I don’t give my relatives’ relatives much thought, since that’s *their *family, not mine. I’d never consider them extended relatives.

I don’t think there is a measurable scale of normalcy. In the family I grew up in learning and knowing family history was important. I know stories about my great-grandparents, and great-great-grandparents and their sisters and brothers and can name a whole lot of cousins. My first cousins who are related to me on their dad’s side have cousins on their mom’s side. I keep loosely in touch with them, and know a little about their kids (like who’s graduating, not who doesn’t like green beans).

My husband doesn’t know all of his grandparents’ first names, or when his family came to this country and doesn’t seem remotely interested in finding any of that out. He doesn’t keep in touch with his own cousins, much less his cousins’ cousins.

Is one of us normal, and one of us not? I don’t think so. We just have different priorities.

Fairly normal I think.

I know essentially nothing of my cousin’s other relatives. Some things sneak through the family grapevine if they are mutual acquaintances of other family members or if someone mentions to someone else and it manages to wander through but mostly no.

Well, it’s good to know I’m not a terrible person.

I’ve been giving the whole thing more thought, about my other aunts and uncles… I want to say my dad’s brother-in-law has siblings, but that’s the best I can do. My mom’s sister-in-law - she’s been dead for 14 years, and she was always kind of a loner, a “black sheep” if you will. But that doesn’t mean anything - perhaps she has all sorts of brothers and sisters, perhaps she was an only child. I have no idea.

Lastly, there’s my uncle married to my mom’s other sister. This one, it turns out, answers my own question - heh. This uncle lives in my parents’ area, and has a brother somewhere nearby. I’ve even met him a couple of times. In fact, this past January, my parents had a 50th anniversary party for this aunt and uncle, and the brother was there. With some of his kids, who I met. They would be my cousins’ cousins! This never occurred to me until just now. Can’t say I really give a shit, either. :slight_smile: I certainly wouldn’t think of them as family - it was like meeting random people at an office party or something, and I’ll most likely never see 'em again.

I barely know my own cousins. Hell, I barely know my aunts, uncles, and grandmother (paternal). I’ve never met my maternal grandmother. If I can’t bother to keep up with my own family, I’m certainly not going to attempt to get to know THEIR families.

On the flip side of that, my boyfriend’s entire maternal family grew up in the same town and they all know each other. His paternal family grew up more spread out but has a reunion every year (going on 41 years now) so they still keep in touch. Freaks.

I know some of my cousins’ cousins fairly well. My mom’s oldest sister’s husband’s family was very close and so we saw them a lot. Anytime there was a family gathering at my aunt and uncle’s house, they were there. I pretty much considered them part of my family.

I don’t believe I have ever met any of my other cousins’ cousins.

Beyond first cousins, you’re just that part of the family that shows up at the reunions–the same reunions at which I used to flirt as a kid before I understood the implications.

..........

PROBLEMS TO WORK ON |
A. Answer these questions from the discussion about cousins' cousins:
(i) How many years has the boyfriend's paternal family been holding its yearly reunion?
(ii) What event did the parents host this past January?
(iii) How long has the mom's sister-in-law been dead?
B. Carry on the discussion about cousins' cousins from its last sentence.
The records come from a separate source and have no connection to the text above.

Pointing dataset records
..........

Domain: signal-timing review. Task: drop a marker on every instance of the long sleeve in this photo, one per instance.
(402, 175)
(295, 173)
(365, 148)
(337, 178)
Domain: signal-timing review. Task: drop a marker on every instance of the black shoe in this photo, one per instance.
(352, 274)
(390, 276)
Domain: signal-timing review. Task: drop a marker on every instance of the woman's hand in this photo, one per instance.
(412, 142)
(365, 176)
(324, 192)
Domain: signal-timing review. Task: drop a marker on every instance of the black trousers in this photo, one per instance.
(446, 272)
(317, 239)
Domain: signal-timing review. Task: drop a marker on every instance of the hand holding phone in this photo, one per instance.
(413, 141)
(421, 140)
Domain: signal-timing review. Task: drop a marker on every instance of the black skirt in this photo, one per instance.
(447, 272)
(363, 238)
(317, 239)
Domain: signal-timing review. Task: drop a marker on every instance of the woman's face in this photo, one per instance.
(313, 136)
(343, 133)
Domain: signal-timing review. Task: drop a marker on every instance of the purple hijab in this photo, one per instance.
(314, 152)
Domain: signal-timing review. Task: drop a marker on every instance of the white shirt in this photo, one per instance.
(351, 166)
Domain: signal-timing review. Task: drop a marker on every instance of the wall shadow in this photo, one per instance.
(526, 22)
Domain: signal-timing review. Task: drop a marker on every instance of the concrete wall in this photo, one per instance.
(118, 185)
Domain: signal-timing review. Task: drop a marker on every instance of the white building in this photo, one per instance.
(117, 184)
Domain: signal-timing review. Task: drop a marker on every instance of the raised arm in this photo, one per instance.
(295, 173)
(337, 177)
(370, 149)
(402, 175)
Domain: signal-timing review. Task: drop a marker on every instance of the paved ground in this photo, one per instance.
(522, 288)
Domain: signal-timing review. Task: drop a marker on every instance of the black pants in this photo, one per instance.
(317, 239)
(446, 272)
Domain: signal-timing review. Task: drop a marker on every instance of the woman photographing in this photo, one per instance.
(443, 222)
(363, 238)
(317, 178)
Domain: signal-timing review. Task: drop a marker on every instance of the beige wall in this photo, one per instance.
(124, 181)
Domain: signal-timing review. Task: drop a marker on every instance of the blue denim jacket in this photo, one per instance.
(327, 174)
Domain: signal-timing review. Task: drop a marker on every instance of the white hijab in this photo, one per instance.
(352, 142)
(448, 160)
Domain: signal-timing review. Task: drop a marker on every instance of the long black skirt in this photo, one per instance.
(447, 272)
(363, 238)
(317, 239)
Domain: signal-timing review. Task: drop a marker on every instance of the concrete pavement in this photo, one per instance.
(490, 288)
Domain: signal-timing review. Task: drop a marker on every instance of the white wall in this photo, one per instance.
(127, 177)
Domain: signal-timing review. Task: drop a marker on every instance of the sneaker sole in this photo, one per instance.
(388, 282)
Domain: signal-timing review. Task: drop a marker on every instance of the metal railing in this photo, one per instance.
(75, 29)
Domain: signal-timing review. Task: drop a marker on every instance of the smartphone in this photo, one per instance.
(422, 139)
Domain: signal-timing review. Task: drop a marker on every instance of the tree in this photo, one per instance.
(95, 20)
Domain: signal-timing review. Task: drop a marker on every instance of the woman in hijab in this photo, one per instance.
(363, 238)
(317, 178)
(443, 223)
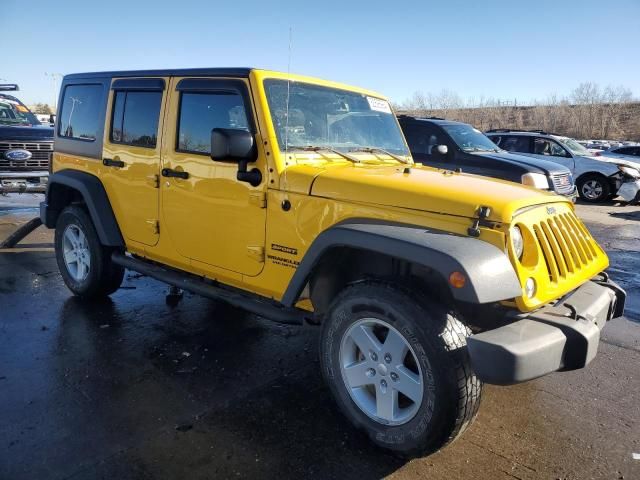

..........

EXERCISE RESPONSES |
A.
(i) 41 years
(ii) A 50th anniversary party for an aunt and uncle
(iii) 14 years

B.
I know some of my cousins’ cousins fairly well, as we’re all close in age and used to run into each other in several places. Others, I’ve met but haven’t seen in decades, so if we ran into each other they might ring faint bells but I don’t think I’d recognize them. The cousins’ cousins on the side where there was an extremely nasty divorce? I figure I met them at D and R’s baptisms but I was aged 8 months and 3 years, respectively, so I don’t remember much.

I also have some second cousins I’ve never met, or which I met when we were already all grown up; we just happened to grow up very far away from each other (this includes a whole branch of the family in a different continent).

When my mother growls about Dad’s side of the family being “thorny” (Mom-speak for “you don’t call, you don’t visit!”), I remind her of how many of my distant relatives on Dad’s side I happen to know and how many on her side - a lot less, percentage-wise.

It used to be the case that my Dad’s side of the family made a pretty big deal of periodic reunions of the families of my Dad’s generation of first cousins and their offspring. The reunions were pretty well attended as that family had a lot of family pride and whatnot. (My mother’s side never even entertained the idea for whatever reason.)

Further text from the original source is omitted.